### 本文

高齢者は「ちょっと太め」が健康のカギ?──脂肪と筋肉が命を守る
「高齢者は痩せているより、少し太っている方がいい」「ジャンクフードでもいいから食べて体重を増やせ」──こんな話を聞いたことはありませんか?私も最近耳にし、「本当にそれで大丈夫なの?」と疑問に思いました。
ところが、調べてみると意外にも納得できる理由がありました。高齢者にとって、適度な脂肪や筋肉は“命を守る力”になるのです。今回は外科医・比企直樹医師の言葉をもとに、栄養と体重の関係について分かりやすくまとめてみました。
高齢者が「ちょっと太め」でいるべき理由
「九死に一生を得る人は、栄養状態の良い人」
これは3,000件以上の胃の手術を経験した比企直樹医師の言葉です。医師2年目に救命救急センターで勤務していた彼は、栄養状態が生死を分ける場面を数多く目の当たりにしました。

### 演習データ
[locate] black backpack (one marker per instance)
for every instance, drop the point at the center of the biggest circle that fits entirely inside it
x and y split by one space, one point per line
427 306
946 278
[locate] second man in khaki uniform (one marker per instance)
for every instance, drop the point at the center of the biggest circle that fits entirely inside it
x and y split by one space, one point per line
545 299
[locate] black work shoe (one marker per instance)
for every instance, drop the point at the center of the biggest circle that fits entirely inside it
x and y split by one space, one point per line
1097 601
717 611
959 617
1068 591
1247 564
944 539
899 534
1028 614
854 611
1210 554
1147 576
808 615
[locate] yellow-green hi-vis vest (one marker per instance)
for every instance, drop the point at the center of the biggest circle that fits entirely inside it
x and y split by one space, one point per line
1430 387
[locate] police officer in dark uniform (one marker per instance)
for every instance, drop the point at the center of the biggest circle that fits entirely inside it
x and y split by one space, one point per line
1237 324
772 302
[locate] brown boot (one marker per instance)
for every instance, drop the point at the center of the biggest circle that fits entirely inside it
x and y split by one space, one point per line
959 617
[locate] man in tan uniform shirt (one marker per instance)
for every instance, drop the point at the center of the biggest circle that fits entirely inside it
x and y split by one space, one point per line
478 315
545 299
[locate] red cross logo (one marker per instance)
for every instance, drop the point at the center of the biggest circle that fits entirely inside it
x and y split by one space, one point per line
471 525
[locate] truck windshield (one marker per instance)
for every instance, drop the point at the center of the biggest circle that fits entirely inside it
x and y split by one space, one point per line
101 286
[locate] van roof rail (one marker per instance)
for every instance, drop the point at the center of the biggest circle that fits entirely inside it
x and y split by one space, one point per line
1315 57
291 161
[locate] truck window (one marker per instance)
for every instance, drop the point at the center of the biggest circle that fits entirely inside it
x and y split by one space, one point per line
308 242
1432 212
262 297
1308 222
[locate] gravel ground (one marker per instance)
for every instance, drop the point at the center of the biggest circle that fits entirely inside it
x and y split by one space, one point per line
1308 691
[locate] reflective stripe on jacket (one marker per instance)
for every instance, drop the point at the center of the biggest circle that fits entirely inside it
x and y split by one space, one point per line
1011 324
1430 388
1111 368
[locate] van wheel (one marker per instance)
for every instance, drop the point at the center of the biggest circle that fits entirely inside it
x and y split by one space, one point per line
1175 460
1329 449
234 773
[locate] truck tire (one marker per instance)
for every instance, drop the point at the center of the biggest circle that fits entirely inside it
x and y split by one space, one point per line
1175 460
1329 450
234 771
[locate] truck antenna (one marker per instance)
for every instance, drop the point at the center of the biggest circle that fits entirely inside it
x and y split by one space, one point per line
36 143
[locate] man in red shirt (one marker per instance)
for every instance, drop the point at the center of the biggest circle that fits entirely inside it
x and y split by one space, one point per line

### 練習問題
1. 高齢者と体重についての本文によると、比企直樹医師がこれまでに経験した胃の手術は何件以上ですか?
2. 高齢者と体重についての本文で、「高齢者は「ちょっと太め」が健康のカギ?──脂肪と筋肉が命を守る」から「数多く目の当たりにしました。」までの部分を、「高齢者」を「お年寄り」に入れ替えて書き直してください。
3. 高齢者と体重についての本文を、途切れたところから続けて書いてください。

### 問題の解答
1. 3,000件以上です。

2.
お年寄りは「ちょっと太め」が健康のカギ?──脂肪と筋肉が命を守る
「お年寄りは痩せているより、少し太っている方がいい」「ジャンクフードでもいいから食べて体重を増やせ」──こんな話を聞いたことはありませんか?私も最近耳にし、「本当にそれで大丈夫なの?」と疑問に思いました。
ところが、調べてみると意外にも納得できる理由がありました。お年寄りにとって、適度な脂肪や筋肉は“命を守る力”になるのです。今回は外科医・比企直樹医師の言葉をもとに、栄養と体重の関係について分かりやすくまとめてみました。
お年寄りが「ちょっと太め」でいるべき理由
「九死に一生を得る人は、栄養状態の良い人」
これは3,000件以上の胃の手術を経験した比企直樹医師の言葉です。医師2年目に救命救急センターで勤務していた彼は、栄養状態が生死を分ける場面を数多く目の当たりにしました。

3.
当時、三次救急で運ばれてくる重症患者のうち、約9割が助からない状況だった中、奇跡的に生還する人には共通点がありました。それが「栄養状態の良さ」だったのです。つまり、痩せすぎよりも、ある程度の脂肪と筋肉がある人の方が、病気やケガに強いということです。
1. 体重がある人は回復が早い
高齢になると病気やケガの回復力が落ちます。でも、体に十分な脂肪や筋肉がある人は、食事が取れないときでも体内に蓄えたエネルギーを使って回復できます。
例えば、風邪で食欲が落ちたとき、脂肪が少ないとすぐにエネルギー切れになり、回復が遅れます。逆に少し脂肪がある人は、身体に余力があるため回復が早くなるのです。
2. 筋肉があると手術にも耐えられる
比企医師の病院では、胃がん手術の前に「2階まで自力で上がれるか」を一つの基準にしているそうです。これは、筋力が足りないと手術に耐えられない場合があるためです。
高齢になると筋肉が減少し、それに伴って免疫力も低下します。病気にかかりやすくなり、ケガをしても回復が遅れがちです。だからこそ、脂肪だけでなく、筋肉もしっかりつけることが重要なのです。
ジャンクフードでもいい?高齢者の食事の考え方
「体重を増やすためにジャンクフードでもいい」と聞くと、「本当に大丈夫?」と不安になるかもしれません。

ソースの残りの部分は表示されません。